Begin at the line that holds "Objective — one dot per instance of the eagle's wing." and copy each line exactly until the data below ends, including that last line but no pictures.

----

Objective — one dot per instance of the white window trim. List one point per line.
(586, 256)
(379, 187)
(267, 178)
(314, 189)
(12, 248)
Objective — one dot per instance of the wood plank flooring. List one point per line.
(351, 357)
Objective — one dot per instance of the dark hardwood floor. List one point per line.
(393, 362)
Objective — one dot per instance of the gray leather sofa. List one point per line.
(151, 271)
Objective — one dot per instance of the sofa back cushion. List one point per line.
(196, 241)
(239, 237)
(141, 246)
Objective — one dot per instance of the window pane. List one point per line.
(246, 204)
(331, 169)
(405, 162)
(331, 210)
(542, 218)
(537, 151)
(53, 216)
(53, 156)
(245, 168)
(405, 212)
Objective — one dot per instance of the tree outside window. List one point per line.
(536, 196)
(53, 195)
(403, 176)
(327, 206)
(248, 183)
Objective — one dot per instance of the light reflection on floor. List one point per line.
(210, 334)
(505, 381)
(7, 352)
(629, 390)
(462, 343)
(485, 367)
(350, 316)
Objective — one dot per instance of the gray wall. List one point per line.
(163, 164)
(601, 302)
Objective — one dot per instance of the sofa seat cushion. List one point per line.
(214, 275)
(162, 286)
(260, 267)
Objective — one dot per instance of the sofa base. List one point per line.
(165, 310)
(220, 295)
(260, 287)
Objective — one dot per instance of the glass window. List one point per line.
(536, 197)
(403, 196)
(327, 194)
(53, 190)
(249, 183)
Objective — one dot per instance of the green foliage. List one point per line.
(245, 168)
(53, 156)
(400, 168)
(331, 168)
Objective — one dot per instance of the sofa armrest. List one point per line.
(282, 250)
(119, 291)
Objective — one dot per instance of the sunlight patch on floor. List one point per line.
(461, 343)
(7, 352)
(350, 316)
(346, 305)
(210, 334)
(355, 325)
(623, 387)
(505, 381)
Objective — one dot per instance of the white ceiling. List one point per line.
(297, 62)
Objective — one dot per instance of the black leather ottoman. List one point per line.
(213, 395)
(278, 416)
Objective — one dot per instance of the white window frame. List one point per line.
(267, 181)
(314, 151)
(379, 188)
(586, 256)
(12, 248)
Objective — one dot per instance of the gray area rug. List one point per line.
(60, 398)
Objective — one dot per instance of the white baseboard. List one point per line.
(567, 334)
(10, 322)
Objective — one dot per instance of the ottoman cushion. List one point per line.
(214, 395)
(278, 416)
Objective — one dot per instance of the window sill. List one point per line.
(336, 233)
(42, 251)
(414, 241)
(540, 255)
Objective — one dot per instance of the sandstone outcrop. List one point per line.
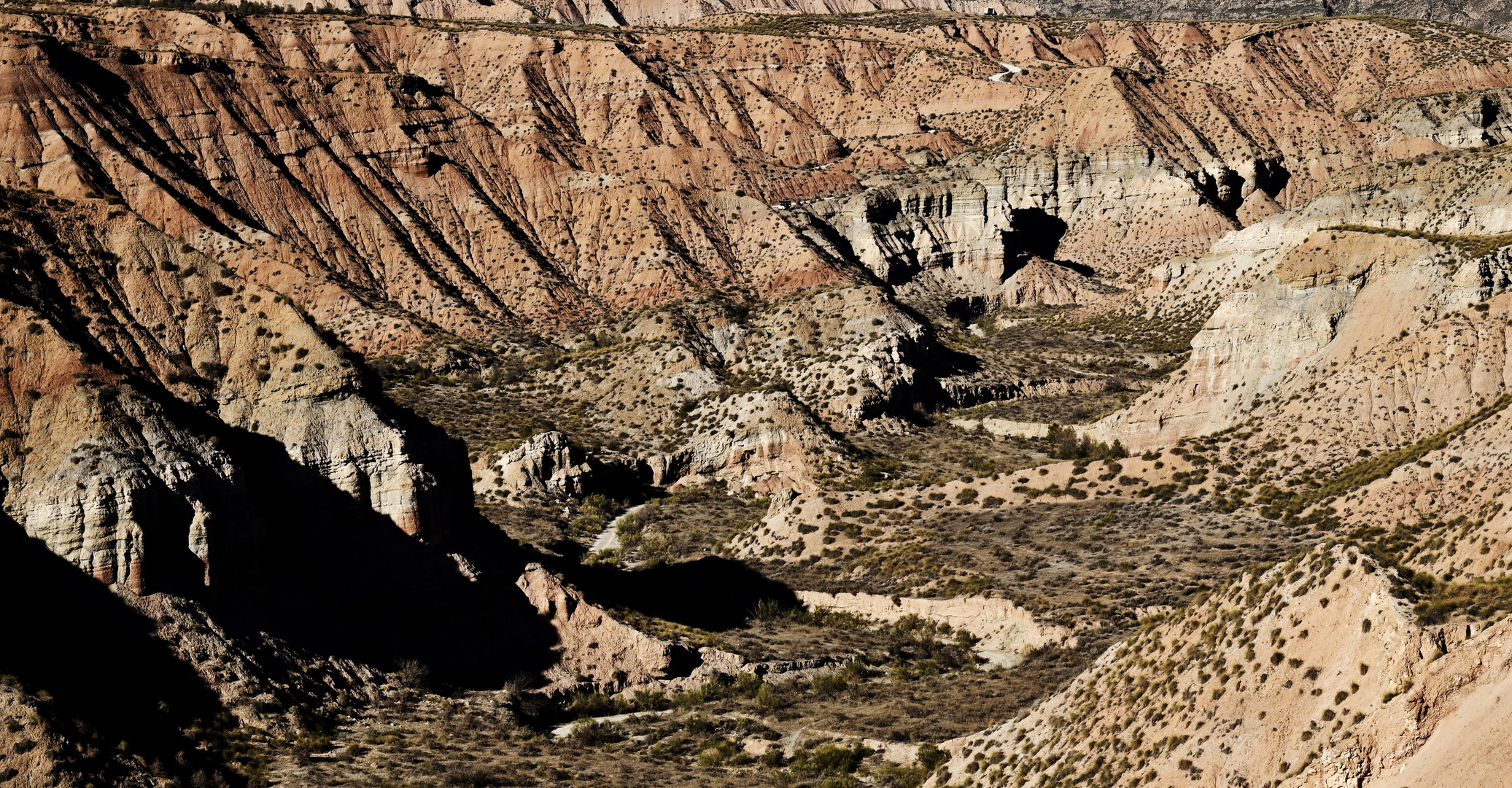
(1343, 310)
(549, 465)
(501, 196)
(1269, 678)
(141, 376)
(592, 646)
(1007, 633)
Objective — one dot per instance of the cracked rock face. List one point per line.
(150, 387)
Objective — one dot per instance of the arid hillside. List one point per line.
(785, 394)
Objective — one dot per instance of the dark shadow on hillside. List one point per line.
(109, 678)
(335, 576)
(711, 593)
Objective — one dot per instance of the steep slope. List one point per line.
(1199, 698)
(1325, 321)
(472, 177)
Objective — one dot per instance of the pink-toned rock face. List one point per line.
(394, 176)
(138, 369)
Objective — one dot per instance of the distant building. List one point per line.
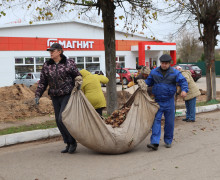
(23, 47)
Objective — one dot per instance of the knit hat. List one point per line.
(145, 70)
(165, 58)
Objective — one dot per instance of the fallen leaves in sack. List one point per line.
(117, 117)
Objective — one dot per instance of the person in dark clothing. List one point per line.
(142, 74)
(60, 74)
(163, 79)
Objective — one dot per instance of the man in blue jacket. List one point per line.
(164, 80)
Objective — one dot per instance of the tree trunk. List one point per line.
(209, 52)
(108, 17)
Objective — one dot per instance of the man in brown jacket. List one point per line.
(190, 99)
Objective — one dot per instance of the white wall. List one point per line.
(57, 30)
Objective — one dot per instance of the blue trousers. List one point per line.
(168, 109)
(191, 109)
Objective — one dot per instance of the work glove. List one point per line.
(78, 82)
(142, 84)
(37, 100)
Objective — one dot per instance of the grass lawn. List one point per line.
(45, 125)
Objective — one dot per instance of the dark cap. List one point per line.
(165, 58)
(55, 46)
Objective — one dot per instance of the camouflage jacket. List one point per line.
(60, 77)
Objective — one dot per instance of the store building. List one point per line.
(23, 47)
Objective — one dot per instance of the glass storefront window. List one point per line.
(38, 68)
(92, 66)
(80, 59)
(18, 60)
(95, 59)
(39, 60)
(120, 62)
(88, 59)
(47, 59)
(29, 60)
(80, 66)
(24, 69)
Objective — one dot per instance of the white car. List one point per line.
(28, 79)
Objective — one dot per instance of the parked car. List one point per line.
(28, 79)
(194, 69)
(100, 72)
(125, 74)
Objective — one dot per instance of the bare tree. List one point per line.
(189, 47)
(206, 15)
(134, 10)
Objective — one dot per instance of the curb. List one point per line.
(34, 135)
(27, 136)
(200, 109)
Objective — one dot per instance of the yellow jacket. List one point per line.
(91, 87)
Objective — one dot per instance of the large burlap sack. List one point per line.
(88, 128)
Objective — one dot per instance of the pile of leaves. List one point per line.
(117, 117)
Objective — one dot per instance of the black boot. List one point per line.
(185, 119)
(153, 146)
(72, 148)
(66, 150)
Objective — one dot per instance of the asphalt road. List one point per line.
(195, 154)
(201, 83)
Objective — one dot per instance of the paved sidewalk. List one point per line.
(27, 136)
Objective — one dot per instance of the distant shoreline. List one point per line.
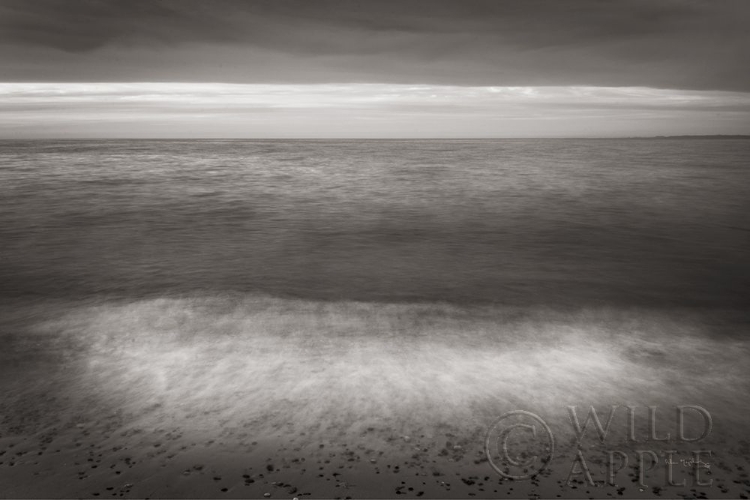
(360, 139)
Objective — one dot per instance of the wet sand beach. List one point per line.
(252, 397)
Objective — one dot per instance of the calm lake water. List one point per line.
(556, 222)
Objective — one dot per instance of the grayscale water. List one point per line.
(558, 222)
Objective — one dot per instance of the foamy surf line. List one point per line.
(287, 397)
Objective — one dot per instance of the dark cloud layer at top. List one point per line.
(669, 44)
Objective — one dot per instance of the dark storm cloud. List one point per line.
(667, 44)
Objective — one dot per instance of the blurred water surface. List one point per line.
(554, 222)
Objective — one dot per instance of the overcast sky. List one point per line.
(75, 68)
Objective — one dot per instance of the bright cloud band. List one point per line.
(361, 110)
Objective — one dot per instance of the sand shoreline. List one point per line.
(308, 400)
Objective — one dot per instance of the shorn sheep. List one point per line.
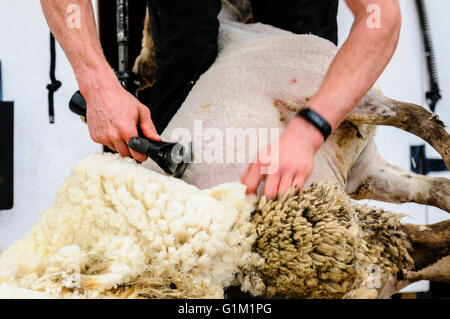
(118, 229)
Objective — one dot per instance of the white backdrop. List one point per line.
(45, 154)
(406, 79)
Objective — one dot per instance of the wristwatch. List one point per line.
(316, 120)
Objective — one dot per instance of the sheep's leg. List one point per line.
(371, 177)
(145, 64)
(429, 243)
(429, 247)
(379, 110)
(440, 271)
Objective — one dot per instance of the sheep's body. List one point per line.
(117, 229)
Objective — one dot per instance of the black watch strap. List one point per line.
(316, 120)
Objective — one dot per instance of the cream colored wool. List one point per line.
(113, 220)
(320, 244)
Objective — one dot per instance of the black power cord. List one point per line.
(55, 84)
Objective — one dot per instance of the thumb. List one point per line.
(146, 124)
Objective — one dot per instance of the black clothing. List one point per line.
(185, 37)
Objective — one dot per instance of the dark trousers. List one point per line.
(185, 36)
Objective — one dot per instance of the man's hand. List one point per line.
(113, 118)
(292, 156)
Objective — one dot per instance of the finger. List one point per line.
(298, 182)
(146, 124)
(252, 178)
(271, 187)
(122, 148)
(285, 184)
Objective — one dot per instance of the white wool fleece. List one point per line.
(132, 219)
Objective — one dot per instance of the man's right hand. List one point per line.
(114, 116)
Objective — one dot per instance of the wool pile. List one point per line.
(115, 224)
(320, 244)
(119, 230)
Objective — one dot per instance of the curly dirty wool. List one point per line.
(320, 244)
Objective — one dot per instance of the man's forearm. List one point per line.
(80, 44)
(359, 62)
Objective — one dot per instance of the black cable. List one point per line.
(433, 95)
(55, 84)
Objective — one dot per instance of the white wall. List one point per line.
(44, 154)
(405, 79)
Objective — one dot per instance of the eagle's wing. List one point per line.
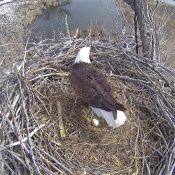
(91, 85)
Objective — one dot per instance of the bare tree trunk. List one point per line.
(147, 27)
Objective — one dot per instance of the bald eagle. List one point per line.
(91, 86)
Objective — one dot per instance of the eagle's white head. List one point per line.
(83, 55)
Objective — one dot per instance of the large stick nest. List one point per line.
(45, 130)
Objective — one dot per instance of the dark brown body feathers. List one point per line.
(91, 85)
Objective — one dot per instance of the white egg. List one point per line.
(95, 122)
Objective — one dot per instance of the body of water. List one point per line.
(80, 14)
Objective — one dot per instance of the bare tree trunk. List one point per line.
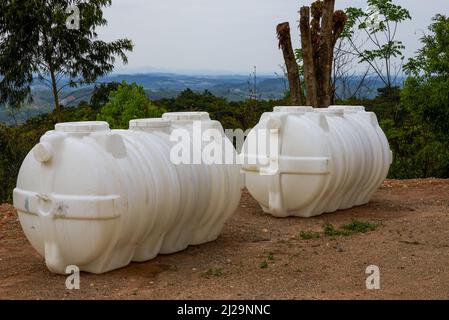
(307, 51)
(285, 43)
(55, 95)
(326, 53)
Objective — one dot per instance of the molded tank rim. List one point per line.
(186, 116)
(349, 109)
(293, 109)
(82, 126)
(331, 111)
(149, 123)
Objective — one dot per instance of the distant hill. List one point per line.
(167, 85)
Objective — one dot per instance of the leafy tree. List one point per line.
(421, 138)
(380, 24)
(126, 103)
(35, 42)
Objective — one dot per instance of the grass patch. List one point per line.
(307, 235)
(330, 231)
(357, 226)
(212, 272)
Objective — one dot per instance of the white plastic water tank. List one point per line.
(99, 198)
(315, 160)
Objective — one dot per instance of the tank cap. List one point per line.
(149, 123)
(186, 116)
(293, 109)
(349, 109)
(331, 111)
(82, 127)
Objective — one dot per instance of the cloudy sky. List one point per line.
(226, 36)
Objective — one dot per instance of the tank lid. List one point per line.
(331, 111)
(149, 123)
(349, 109)
(82, 127)
(293, 109)
(186, 116)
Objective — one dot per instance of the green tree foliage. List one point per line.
(379, 25)
(421, 136)
(35, 41)
(126, 103)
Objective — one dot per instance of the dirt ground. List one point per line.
(260, 257)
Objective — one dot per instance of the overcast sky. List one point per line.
(226, 36)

----

▶ **ANSWER TO THIS PROBLEM**
Objective — one dot per instance of the eagle's wing. List one point per line.
(91, 85)
Objective — one dot per instance of the bare tree trunk. List one point per line.
(147, 27)
Objective — one dot per instance of the bald eagle. List one point per line.
(91, 86)
Objective — one dot per instance of the eagle's white head. List one point per line.
(83, 55)
Objective — one dot per instance of the large stick nest. List one point per line.
(45, 130)
Objective — one dot per instance of the dark brown body feathers. List one point per line.
(91, 85)
Objective — one dot per instance of the white egg. List one point per line.
(95, 122)
Objective — one dot per instance of the body of water. List one point per line.
(80, 14)
Objective — one dot per instance of the bare tree trunk. List one point per line.
(307, 51)
(285, 43)
(55, 95)
(326, 53)
Objective — one dot per instance of the molded tank rim. List one point per line.
(186, 116)
(349, 109)
(293, 109)
(82, 126)
(331, 111)
(149, 123)
Objective — one dot per instance of the distant hill. List one point per line.
(167, 85)
Objective — one dot per instance of the leafy tree. List one point per line.
(421, 138)
(380, 24)
(126, 103)
(35, 42)
Objective — one dot per instance of the grass patch. List one point per line.
(307, 235)
(330, 231)
(357, 226)
(212, 272)
Objective — one dot per instance of the white plastic water tank. List one point per line.
(99, 198)
(315, 160)
Objective — one dot per instance of the tank cap. List one point per line.
(149, 123)
(186, 116)
(293, 109)
(349, 109)
(331, 111)
(82, 127)
Objective — one dot per instance of the cloudy sky. List one point per line.
(226, 36)
Objective — one dot per instance of the tank lid. List one point per line.
(331, 111)
(149, 123)
(349, 109)
(82, 127)
(293, 109)
(186, 116)
Objective — one dot per instance of the green tree foliage. List one point per line.
(379, 25)
(421, 136)
(35, 41)
(126, 103)
Objective — one dot per instance of the dirt ground. List one point per line.
(260, 257)
Objective — one dot per instance of the overcast sky. List one point per line.
(226, 36)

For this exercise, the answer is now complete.